◆ **INPUT RECORDS**
• • • •

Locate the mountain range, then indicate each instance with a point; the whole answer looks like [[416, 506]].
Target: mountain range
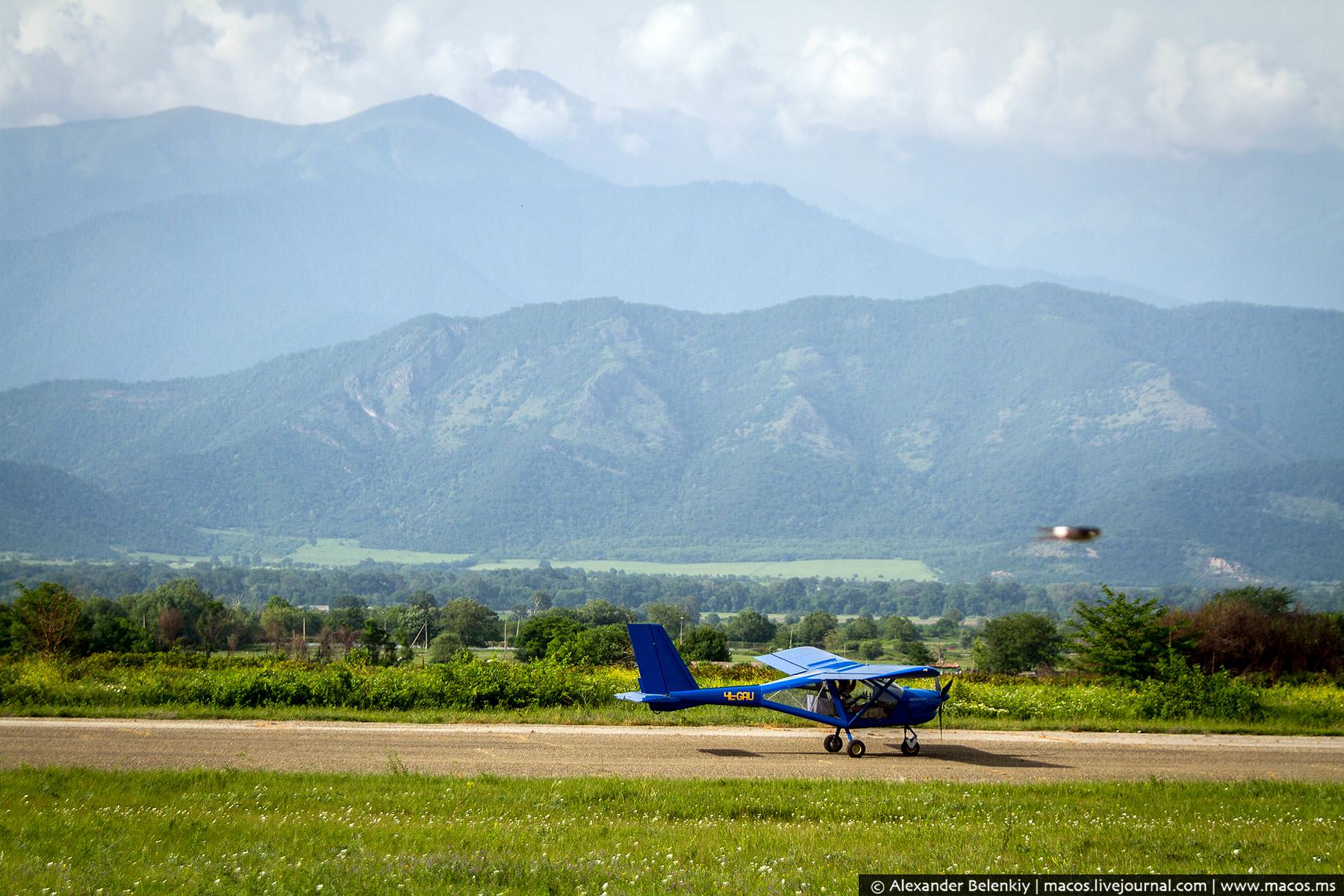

• • • •

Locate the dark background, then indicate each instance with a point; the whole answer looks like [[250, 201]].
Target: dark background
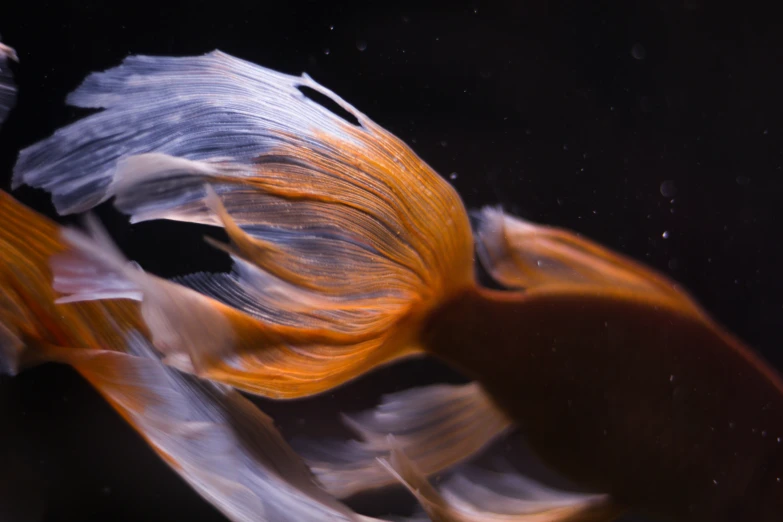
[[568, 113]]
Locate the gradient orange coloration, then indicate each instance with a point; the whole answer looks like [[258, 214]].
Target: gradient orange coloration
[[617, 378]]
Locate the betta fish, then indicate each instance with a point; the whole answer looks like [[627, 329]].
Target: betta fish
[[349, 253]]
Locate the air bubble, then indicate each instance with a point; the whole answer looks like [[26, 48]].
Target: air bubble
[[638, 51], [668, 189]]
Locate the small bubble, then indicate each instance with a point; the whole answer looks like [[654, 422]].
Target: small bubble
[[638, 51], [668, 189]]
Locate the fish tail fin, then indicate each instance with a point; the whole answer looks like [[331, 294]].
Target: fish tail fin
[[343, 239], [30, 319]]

• • • •

◆ **PROBLEM STATEMENT**
Convert the entries above into a numbered list, omitting blank lines, beginning at the line that contains "Locate the mountain" and ending after the line that contains "Target: mountain range".

◆ **FULL RESPONSE**
1. Locate the mountain range, then indicate each instance with a point; the whole answer looks like [[416, 506]].
2. Target: mountain range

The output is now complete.